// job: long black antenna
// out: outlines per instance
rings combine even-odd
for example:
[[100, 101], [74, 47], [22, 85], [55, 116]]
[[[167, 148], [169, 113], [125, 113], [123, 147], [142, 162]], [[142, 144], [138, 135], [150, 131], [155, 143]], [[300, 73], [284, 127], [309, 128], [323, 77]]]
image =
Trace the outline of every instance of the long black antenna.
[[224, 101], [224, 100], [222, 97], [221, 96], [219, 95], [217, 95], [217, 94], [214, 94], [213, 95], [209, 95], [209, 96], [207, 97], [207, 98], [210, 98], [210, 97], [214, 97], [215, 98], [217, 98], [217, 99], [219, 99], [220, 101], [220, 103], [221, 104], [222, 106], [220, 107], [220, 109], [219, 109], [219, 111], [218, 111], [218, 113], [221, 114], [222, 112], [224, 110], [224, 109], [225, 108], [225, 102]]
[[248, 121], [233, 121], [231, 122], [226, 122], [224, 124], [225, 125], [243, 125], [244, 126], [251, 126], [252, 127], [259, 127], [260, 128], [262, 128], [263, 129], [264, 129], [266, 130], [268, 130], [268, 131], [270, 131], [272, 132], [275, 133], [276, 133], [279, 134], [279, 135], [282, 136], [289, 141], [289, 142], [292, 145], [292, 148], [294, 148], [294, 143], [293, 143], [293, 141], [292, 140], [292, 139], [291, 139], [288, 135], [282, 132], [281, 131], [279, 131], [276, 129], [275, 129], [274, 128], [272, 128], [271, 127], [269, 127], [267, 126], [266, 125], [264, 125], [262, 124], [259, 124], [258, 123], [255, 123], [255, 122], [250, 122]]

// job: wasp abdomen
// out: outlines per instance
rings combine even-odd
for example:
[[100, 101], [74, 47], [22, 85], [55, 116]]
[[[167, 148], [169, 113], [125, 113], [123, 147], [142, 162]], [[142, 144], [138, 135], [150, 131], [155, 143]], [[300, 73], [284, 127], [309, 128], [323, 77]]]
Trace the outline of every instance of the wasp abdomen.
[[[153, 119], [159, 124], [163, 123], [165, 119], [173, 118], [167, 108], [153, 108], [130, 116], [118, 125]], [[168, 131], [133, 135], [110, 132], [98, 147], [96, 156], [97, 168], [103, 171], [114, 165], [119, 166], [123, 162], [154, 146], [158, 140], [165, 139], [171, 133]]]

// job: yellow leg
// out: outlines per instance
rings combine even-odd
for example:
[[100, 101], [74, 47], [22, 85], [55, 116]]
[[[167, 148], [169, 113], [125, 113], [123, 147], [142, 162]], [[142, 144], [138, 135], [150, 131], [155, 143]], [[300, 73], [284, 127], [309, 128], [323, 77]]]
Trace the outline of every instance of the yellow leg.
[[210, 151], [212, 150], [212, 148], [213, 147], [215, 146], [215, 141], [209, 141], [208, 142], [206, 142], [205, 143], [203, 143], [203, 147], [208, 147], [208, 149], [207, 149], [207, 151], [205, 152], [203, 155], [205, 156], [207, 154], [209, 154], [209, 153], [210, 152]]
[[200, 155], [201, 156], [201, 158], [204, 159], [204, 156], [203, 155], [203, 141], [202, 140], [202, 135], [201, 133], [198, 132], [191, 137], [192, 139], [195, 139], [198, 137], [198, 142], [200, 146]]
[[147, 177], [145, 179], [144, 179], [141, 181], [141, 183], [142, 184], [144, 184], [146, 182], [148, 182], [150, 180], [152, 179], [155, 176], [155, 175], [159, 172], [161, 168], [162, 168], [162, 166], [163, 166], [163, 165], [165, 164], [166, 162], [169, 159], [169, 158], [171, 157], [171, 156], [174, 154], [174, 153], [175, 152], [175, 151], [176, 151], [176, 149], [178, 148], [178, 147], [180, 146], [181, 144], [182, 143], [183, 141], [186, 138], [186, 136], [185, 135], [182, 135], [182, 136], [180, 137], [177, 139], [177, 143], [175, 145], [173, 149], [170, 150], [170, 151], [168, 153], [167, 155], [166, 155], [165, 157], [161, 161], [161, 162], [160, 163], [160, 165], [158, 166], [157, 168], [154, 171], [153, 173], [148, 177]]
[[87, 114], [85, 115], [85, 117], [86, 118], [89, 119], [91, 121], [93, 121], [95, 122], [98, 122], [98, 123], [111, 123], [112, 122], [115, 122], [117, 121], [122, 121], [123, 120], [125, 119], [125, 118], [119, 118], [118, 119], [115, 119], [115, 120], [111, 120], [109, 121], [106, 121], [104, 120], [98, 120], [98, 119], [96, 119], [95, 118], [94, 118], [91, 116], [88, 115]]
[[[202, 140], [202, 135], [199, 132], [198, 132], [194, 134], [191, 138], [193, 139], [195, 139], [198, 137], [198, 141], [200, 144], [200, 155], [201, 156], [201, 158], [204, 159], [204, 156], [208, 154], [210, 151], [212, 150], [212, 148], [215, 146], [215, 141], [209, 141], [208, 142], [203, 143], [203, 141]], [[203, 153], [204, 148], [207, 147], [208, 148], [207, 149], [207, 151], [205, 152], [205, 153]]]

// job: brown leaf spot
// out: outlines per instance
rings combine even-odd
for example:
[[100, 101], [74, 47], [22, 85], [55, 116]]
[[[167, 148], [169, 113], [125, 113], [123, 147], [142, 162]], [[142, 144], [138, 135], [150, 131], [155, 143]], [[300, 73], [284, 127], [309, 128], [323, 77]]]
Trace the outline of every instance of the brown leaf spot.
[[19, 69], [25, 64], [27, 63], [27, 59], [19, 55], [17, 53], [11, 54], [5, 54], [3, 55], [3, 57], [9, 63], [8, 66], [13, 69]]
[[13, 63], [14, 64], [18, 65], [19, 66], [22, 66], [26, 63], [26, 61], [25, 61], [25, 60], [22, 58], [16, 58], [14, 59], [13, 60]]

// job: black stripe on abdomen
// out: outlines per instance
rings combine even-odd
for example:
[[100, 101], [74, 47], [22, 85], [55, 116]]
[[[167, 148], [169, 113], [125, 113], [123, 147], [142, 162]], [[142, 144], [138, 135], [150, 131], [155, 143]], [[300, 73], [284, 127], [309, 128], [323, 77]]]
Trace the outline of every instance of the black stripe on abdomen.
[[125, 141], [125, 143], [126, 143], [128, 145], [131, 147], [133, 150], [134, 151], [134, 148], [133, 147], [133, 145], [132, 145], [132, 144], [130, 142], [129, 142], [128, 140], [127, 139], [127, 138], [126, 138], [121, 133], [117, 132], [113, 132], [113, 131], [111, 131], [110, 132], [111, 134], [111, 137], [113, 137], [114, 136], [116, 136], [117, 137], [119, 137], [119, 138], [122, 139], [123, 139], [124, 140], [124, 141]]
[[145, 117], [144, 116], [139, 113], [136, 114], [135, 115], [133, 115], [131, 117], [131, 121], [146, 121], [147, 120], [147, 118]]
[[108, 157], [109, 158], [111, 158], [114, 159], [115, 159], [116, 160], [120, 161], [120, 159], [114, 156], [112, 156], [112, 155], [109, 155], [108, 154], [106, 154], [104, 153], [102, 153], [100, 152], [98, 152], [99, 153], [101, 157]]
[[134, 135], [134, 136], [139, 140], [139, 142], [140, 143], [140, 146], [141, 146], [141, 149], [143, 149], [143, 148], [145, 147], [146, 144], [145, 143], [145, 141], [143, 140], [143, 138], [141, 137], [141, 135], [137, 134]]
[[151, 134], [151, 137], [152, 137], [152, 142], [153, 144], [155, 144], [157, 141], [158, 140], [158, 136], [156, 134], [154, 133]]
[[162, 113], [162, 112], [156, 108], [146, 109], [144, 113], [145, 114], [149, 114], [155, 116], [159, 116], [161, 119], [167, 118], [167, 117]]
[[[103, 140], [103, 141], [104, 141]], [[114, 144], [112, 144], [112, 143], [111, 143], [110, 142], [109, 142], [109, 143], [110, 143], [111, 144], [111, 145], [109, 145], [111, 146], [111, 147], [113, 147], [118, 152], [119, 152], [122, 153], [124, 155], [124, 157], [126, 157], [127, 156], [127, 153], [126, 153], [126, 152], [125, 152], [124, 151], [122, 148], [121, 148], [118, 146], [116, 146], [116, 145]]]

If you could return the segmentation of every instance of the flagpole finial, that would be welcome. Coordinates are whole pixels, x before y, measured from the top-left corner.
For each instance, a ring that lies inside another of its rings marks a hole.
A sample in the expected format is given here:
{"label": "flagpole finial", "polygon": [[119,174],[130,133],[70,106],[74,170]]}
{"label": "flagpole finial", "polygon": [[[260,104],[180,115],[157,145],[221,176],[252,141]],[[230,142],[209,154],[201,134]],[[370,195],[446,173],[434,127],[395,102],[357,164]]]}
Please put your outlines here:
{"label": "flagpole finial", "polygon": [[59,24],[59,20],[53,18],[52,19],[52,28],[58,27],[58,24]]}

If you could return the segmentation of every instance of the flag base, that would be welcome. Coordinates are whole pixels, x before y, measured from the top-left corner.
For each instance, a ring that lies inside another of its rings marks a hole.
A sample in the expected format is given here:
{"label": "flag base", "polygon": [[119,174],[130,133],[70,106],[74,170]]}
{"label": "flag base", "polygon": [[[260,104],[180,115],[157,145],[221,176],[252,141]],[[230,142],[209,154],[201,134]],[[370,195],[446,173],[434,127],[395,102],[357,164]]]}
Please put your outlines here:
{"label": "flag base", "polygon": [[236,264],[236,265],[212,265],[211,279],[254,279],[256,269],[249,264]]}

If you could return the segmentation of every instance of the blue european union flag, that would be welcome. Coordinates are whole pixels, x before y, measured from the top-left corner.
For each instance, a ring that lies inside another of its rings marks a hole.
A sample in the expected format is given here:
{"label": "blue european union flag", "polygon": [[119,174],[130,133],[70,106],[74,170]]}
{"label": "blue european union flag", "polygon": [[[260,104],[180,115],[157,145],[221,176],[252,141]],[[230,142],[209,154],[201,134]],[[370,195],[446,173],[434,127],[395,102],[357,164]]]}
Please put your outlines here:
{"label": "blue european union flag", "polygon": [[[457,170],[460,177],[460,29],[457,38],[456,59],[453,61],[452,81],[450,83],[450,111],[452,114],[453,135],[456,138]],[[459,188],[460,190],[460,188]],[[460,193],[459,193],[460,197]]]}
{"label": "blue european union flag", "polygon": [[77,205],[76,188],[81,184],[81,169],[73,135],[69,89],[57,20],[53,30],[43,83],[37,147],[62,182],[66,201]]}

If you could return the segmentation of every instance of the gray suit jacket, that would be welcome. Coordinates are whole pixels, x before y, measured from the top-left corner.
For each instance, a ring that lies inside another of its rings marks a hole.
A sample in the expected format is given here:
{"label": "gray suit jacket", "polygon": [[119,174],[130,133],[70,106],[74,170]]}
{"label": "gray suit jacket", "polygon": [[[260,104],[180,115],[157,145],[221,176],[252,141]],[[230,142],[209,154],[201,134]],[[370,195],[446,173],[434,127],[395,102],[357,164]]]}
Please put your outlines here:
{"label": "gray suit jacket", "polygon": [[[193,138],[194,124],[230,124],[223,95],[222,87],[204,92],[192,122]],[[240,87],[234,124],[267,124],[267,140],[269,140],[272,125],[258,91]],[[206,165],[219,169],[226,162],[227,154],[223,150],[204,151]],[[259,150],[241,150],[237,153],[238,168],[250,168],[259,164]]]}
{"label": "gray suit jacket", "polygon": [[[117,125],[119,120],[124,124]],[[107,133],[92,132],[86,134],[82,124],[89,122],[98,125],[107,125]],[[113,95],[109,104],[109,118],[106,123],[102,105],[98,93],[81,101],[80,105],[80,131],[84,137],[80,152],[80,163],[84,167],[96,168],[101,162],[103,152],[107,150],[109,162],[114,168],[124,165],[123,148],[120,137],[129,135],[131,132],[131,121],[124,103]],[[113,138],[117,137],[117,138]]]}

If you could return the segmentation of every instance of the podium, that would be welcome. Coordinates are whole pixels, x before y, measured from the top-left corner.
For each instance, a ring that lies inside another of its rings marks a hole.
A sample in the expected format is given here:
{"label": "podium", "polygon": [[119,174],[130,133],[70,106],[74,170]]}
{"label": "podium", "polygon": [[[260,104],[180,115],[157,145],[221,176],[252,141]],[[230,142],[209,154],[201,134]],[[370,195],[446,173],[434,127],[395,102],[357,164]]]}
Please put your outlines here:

Exercise brief: Write the lines from the beginning of the data through the line containing "Trace the outline of every instance of the long", inclusive, as a JSON list of strings, one string per line. Leave out any blank lines.

Exercise response:
[
  "// job: long black antenna",
  "// out: outlines per instance",
  "rings combine even-odd",
  "for example:",
  "[[100, 101], [74, 47], [22, 85], [55, 116]]",
  "[[[167, 148], [169, 113], [125, 113], [123, 147], [142, 162]], [[142, 144], [138, 135], [150, 131], [155, 143]], [[300, 73], [284, 127], [309, 128], [323, 77]]]",
  "image =",
  "Trace the outline of every instance of the long black antenna."
]